Start of Extract

This prickly boat-rocker refused to pipe down and hide away. However tight the Special Branch security – to which he made a large financial contribution – Rushdie stayed as prominent as ever. His survival as a writer rested on the courage to go on working, as a novelist, commentator and controversialist, as if he did not live under a sentence of death imposed by a foreign government. Of course, that called for a degree of pomposity and arrogance; but surely it was that arrogance, in the most excruciating circumstances, that saved his creative life.

Through the fatwah-shadowed Nineties, Rushdie produced richly imagined novels of migration and modernity (The Moor's Last Sigh; The Ground Beneath Her Feet); a delightful children's tale (Haroun and the Sea of Stories); critical essays; an anthology of Indian writing; even a study of The Wizard of Oz. The heartless, spineless Tin Men who disapproved of him already (and they were legion) have never really forgiven this impenitent desire to remain well above the parapet. No good deed, as they say, ever goes unpunished.

And then this upstart Bombay-wallah (known, so inventively, as "wog" at Rugby School) compounded his many offences – making a record with Bono, appearing in Bridget Jones's Diary – by leaving his wife and child for a beautiful, Indian-born model. Padma Lakshmi, the dedicatee of Fury, lends a few of her features to the hero's great love, Neela, including the long "herringbone-pattern scar" left on her arm after a road accident (the scar that caught the eye of the reliably perverse fashion photographer Helmut Newton). Yet the critics who accuse Rushdie of penning a thinly veiled memoir and flaunting the traffic-stopping loveliness of his heroine don't appear to have read to the end. In the finale of Fury, Neela becomes a fanatical guerrilla leader in a South Pacific ethnic war, plainly based on Fiji's. As far as I can tell, Ms Lakshmi has no immediate plans to quit the catwalk for the barracks.

The truth is that for Rushdie, as for many other modern writers, chunks and fragments of autobiography join the rich mix of sources that ferment behind this or any novel. When, in Fury, Malik Solanka devises a cult science-fiction website, he explains its various inspirations in a way that applies to Rushdie's fiction, too: "Its creator's personal history, scraps of gossip, deep learning, current affairs, high and low culture, and the most nourishing diet of all – namely the past." That's how novels really come to fruition, not from the desire to parade a girlfriend in public.

End of Extract
Start of Data for review

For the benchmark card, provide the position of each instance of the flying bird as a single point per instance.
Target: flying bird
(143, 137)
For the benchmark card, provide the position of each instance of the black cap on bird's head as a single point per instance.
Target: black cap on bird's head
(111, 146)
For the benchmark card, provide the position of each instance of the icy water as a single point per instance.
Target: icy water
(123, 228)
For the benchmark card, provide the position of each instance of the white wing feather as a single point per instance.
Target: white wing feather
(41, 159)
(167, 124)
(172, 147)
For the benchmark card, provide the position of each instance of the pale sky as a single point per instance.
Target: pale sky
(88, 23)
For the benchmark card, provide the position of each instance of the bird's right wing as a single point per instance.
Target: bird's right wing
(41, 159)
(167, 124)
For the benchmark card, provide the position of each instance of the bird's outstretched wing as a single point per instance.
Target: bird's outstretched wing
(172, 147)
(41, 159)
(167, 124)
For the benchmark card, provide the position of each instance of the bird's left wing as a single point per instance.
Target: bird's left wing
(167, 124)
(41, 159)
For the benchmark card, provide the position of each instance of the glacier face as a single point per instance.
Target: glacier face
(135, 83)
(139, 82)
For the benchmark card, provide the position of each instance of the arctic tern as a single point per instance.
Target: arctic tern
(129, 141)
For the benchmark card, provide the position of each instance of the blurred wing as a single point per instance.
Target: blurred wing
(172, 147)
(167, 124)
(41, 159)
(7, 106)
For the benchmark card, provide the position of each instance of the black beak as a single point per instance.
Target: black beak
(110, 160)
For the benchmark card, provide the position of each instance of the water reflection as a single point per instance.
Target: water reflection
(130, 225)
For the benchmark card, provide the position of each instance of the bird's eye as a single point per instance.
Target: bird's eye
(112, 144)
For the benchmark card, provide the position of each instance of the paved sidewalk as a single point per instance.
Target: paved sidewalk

End of Data for review

| Using the information |
A) Condense the paragraph of the Rushdie piece that opens "Through the fatwah-shadowed Nineties" into a short bulleted list that keeps its main facts.
B) Using the Rushdie piece, answer the following questions, labeling each answer (i), (ii), (iii) to match.
(i) What did Rushdie contribute toward his Special Branch security?
(ii) What was Rushdie called at Rugby School?
(iii) What does Neela become in the finale of Fury?
C) Carry on the piece about Rushdie and Fury, starting right after its final sentence.

| Outputs for the tasks |
A)
- During the fatwah years of the Nineties, Rushdie kept publishing: novels of migration and modernity (The Moor's Last Sigh; The Ground Beneath Her Feet), a children's tale (Haroun and the Sea of Stories), critical essays, an anthology of Indian writing and a study of The Wizard of Oz.
- His many existing critics have never forgiven his refusal to keep a low profile.

B)
(i) A large financial contribution.
(ii) "Wog."
(iii) A fanatical guerrilla leader in a South Pacific ethnic war.

C)
Yet fame of this order leaves scars of its own. Under the unblinking searchlight of the media, no fêted writer can live an entirely private life. And the fatwah advertised in bright red letters what every writer should grasp: that, in modern times, fiction may always seep out into the world of law and politics to "grow monstrous", as Fury puts it. This seepage often happens, and it often hurts. Thomas Hardy gave up fiction in the 1890s after respectable opinion attacked the "immorality" of Jude the Obscure; as a novelist (maybe as a man), DH Lawrence was permanently damaged by the legal suppression of The Rainbow for "obscenity" in 1915. The ayatollahs merely proclaimed to the skies (and the headlines) a danger that authors already knew in their bones.

While his murder remained a clear and present danger, remnants of good taste and good sense among our own literary prelates kept Rushdie safe from the bile of his enemies. Now that he seems secure (though who knows what freelance zealots could still have in mind?), he looks like the perfect scapegoat for anyone who feels at all enraged by the contemporary world. Nationalists who despise his relish for a mixed-up global culture; older philistines who detest his voracious intellectualism; younger careerists who resent his continuing celebrity; conformists afraid of nay-sayers and trouble-makers; here they come, tumbling out of the old white van with curses on their foaming lips. Fury is very far from a perfect novel, but it does dig for the roots of modern rage with an uncommon intensity. The hysterical response to it has only proved how smart Rushdie was to choose this timely theme.